**What is being asked**. Starting at the line that contains "Can you see the framed" and ending at the end of the records, give those lines again, swapping "chandelier" for "pendant light" and leaving everything else unchanged.

____

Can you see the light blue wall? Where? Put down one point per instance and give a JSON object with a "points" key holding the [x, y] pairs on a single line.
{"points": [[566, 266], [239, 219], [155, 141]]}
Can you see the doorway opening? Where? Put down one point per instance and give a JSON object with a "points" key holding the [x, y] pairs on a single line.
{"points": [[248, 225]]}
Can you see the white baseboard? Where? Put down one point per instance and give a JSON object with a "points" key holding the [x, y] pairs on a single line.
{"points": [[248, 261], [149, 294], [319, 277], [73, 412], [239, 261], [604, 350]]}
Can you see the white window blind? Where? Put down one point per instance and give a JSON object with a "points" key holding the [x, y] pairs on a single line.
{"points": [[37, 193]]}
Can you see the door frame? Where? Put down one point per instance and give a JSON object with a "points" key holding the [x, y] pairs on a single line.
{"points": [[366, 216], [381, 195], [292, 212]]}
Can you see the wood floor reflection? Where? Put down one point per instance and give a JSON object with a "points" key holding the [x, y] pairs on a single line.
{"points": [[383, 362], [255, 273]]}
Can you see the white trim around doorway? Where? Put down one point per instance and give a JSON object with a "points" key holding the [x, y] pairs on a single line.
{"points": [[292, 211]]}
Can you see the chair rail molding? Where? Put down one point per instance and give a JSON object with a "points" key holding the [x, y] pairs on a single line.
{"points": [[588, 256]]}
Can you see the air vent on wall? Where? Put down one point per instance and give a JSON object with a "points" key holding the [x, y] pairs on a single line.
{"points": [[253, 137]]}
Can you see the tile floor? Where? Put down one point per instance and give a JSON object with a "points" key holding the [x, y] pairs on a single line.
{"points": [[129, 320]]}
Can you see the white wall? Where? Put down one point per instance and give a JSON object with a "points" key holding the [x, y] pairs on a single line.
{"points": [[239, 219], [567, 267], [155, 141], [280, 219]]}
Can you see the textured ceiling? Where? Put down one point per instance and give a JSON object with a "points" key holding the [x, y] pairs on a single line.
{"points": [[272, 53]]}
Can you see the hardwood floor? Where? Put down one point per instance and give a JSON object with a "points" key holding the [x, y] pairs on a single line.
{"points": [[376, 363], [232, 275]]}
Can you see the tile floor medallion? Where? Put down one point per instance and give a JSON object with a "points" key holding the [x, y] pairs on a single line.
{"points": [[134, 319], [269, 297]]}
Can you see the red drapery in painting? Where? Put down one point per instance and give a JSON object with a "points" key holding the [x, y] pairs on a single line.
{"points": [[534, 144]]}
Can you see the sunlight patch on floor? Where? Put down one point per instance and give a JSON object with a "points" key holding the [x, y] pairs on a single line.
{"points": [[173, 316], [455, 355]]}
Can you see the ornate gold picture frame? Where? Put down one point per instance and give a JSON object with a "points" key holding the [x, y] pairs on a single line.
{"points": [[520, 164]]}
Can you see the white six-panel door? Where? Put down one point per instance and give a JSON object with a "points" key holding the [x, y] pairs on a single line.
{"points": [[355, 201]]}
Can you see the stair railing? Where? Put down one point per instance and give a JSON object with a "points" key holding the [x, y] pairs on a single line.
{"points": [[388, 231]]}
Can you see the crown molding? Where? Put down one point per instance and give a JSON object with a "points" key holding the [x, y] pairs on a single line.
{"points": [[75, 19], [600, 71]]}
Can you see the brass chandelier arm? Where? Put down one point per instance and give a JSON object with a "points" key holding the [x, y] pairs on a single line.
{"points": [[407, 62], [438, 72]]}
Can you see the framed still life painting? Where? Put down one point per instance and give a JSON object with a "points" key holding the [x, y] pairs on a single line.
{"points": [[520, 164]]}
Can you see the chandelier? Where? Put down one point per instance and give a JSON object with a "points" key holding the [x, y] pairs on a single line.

____

**Solution**.
Can you see the framed still life painting? Where? Put down one point per instance and give a JSON object with a "points" key holding the [x, y] pairs on a single line.
{"points": [[520, 164]]}
Can you see the pendant light? Where? Put down one point per instance and give a JSON object with a "points" key holding the [x, y] pairs on a single line.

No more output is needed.